** BEGIN Source extract **

Modarresi, Ghosh, Srinivas, and Kristensen are combinable for the same rationale as set forth above with respect to claim 14.
Claim 18 is rejected under 35 U.S.C. 103 as being unpatentable over Modarresi, in view of Ghosh, Srinivas, and further in view of Jaipuria et al. (NPL: "Deflating Dataset Bias Using Synthetic Data Augmentation", hereinafter 'Jaipuria').
Regarding claim 18, Modarresi, as modified by Ghosh and Srinivas, teaches The method of claim 1.
Modarresi, as modified by Ghosh and Srinivas, fails to teach wherein the synthetic images are generated and promoted to the production neural network based on a bias and a non-bias in the neural network training dataset.
Jaipuria teaches wherein the synthetic images are generated and promoted to the production neural network based on a bias and a non-bias in the neural network training dataset ([3.1. Revisiting “Name That Dataset”, pg. 3] We chose to apply synthetic images are generated and promoted to the production neural network data augmentation to only these two datasets as they are also used for the lane detection experiments in Section 5 with readily available sim2real data on hand. Fig. 1 compares the confusion matrices of the two classifiers, with and without synthetic data augmentation. Here, the labels 1, 2, 3, 4 and 5 denote the ApolloScape, BDD100K, CULane, Mapillary and TuSimple datasets respectively. Consistent with the motivating hypothesis H, synthetic data augmentation diffuses the strength of the diagonal indicating deflated dataset bias.; [6.2. Experiment Details, pg. 7] As with the other tasks, we train the task network with different percentages of simulated (A + S) and sim2real (A + G) data, starting from 0% to 100% and test on KITTI sequences that were not seen during training (B). We use the based on a bias and a non-bias in the neural network training dataset Root Mean Squared Error (RMSE) metric to determine the performance of the network trained on a particular sim/real or sim2real/real mix, after limiting maximum depth to 100m. We provide detailed RMSE results in Figure 9. We also tested this task based on accuracy of depth estimation, measured as the ratio of correctly estimated depth pixels to the total number of depth pixels. These results are summarized, along with RMSE in Table 3 and more detailed results for accuracy are provided in the Supplementary Material. RMSE and accuracy are common metrics used in prior work on single image depth [6]. A lower value of RMSE indicates better performance while the same is true for a higher value for accuracy.).

** END Source extract **
** BEGIN Entries shown **

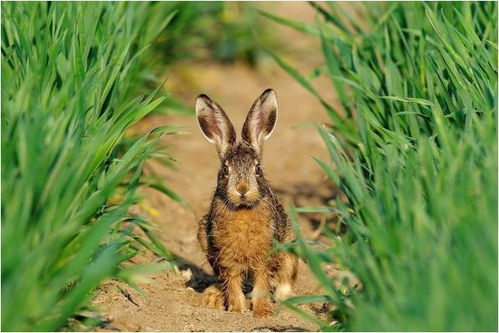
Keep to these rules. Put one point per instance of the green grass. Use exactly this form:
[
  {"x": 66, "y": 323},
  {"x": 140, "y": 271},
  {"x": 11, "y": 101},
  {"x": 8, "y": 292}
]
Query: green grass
[
  {"x": 69, "y": 77},
  {"x": 413, "y": 145}
]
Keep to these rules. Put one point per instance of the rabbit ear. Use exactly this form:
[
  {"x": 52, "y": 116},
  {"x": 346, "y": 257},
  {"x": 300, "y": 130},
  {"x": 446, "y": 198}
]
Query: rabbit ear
[
  {"x": 215, "y": 124},
  {"x": 261, "y": 120}
]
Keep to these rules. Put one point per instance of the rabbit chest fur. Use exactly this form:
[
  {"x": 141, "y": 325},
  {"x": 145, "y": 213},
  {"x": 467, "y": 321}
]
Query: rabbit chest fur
[{"x": 242, "y": 237}]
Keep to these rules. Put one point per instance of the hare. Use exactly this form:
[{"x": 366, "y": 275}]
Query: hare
[{"x": 245, "y": 215}]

** END Entries shown **

## The exercise
Write the next part of the patent rejection text, starting right after its final sentence. This material was taken from a separate source.

## Exercise response
Modarresi, Ghosh, Srinivas, and Jaipuria are considered to be analogous to the claimed invention because they are in the same field of machine learning. In view of the teachings of Modarresi, Ghosh, and Srinivas, it would have been obvious for a person of ordinary skill in the art to apply the teachings of Jaipuria to Modarresi before the effective filing date of the claimed invention in order to combine the benefits of gaming engine simulations and sim2real style transfer techniques for filling gaps in real datasets for vision tasks (cf. Jaipuria, [Abstract, pg. 1] The goal of this paper is to investigate the use of targeted synthetic data augmentation - combining the benefits of gaming engine simulations and sim2real style transfer techniques - for filling gaps in real datasets for vision tasks. Empirical studies on three different computer vision tasks of practical use to AVs - parking slot detection, lane detection and monocular depth estimation - consistently show that having synthetic data in the training mix provides a significant boost in cross-dataset generalization performance as compared to training on real data only, for the same size of the training set.).
Claims 20-24, 29-30 are rejected under 35 U.S.C. 103 as being unpatentable over Modarresi, in view of Ghosh, Srinivas, and further in view of Wilf et al. (U.S. Pre-Grant Publication No. 2019/0005359, hereinafter 'Wilf').
Regarding claim 20, Modarresi, as modified by Ghosh and Srinivas, teaches The method of claim 1.
Modarresi, as modified by Ghosh and Srinivas, fails to teach wherein the additional images comprise real images from a specific demographic.
Wilf teaches wherein the additional images comprise real images from a specific demographic ([0030] According to an embodiment of the invention, the process of the face-based personality analysis module may further comprise one or more additional tasks such as: searching for additional images of the subject person by using a name search engine that can be augmented by face recognition by face recognition and analyzing said additional images to enhance the accuracy of predicted personality traits or capabilities.; [0170] Face-based demographic classification (gender, age, ethnicity) is known in prior art. The idea is that improved personality trait/behavior/capability classification may benefit from demographic segmentation. For example, the system additional images comprise real images from a specific demographic collects images of male researchers and female researchers, doing the same with a control group, which in this context may comprise of people that are known not to be researchers. Now we train a classifier for male researcher and one for female researcher (and of course verify during development that we benefit from such segmentation).).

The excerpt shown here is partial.